• DATA FOR THE TASK:
====================

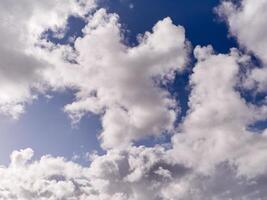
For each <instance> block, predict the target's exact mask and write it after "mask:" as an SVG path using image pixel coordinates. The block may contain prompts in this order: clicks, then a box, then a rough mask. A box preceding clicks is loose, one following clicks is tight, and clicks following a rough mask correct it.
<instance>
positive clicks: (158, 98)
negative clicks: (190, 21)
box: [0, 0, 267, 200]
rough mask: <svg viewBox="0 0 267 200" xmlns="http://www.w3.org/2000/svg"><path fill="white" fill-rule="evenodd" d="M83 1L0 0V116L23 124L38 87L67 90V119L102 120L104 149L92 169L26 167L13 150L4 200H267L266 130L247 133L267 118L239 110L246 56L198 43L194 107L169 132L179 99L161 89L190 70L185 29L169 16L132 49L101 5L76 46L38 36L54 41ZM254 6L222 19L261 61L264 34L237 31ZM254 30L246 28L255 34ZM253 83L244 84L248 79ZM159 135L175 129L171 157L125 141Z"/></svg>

====================

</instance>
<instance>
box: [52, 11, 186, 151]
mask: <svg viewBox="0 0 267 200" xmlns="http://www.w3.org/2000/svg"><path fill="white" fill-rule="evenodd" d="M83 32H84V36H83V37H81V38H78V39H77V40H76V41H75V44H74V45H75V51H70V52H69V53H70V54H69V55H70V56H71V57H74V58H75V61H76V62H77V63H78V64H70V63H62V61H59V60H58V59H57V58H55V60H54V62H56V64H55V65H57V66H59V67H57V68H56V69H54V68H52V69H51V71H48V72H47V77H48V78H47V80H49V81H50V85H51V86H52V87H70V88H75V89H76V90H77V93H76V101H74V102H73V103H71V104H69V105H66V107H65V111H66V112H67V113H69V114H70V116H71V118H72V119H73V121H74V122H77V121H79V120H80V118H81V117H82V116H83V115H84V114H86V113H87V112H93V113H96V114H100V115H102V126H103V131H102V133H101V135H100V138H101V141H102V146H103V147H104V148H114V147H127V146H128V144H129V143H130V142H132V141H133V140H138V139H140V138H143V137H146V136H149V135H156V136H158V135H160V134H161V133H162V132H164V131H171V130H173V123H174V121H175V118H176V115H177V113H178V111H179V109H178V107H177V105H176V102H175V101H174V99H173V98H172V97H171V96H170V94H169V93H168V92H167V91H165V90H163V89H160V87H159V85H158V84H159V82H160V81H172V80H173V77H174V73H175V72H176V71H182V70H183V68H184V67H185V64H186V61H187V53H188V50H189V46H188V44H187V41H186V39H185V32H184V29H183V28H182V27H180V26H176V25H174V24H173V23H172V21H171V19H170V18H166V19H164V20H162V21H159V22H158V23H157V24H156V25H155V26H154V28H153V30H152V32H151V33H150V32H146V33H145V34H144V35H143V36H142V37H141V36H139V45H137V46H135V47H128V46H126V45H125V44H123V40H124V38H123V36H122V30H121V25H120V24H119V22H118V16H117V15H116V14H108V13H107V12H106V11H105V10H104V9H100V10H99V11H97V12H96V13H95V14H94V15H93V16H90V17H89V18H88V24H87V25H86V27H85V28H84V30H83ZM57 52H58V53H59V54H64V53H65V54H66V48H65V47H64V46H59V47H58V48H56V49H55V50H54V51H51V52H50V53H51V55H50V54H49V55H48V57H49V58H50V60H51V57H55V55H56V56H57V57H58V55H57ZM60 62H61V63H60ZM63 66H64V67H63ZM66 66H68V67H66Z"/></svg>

====================

Given the data above, which lines hold the string "instance"? Return them.

• SOLVED PROBLEM:
For each <instance> block, predict the target's exact mask and write it after "mask:" as an SVG path using image pixel coordinates. The block may contain prompts in this order: clicks, then a box, then a rough mask. A box preceding clicks is loose, one following clicks is tight, and clicks following a rough mask correct it.
<instance>
</instance>
<instance>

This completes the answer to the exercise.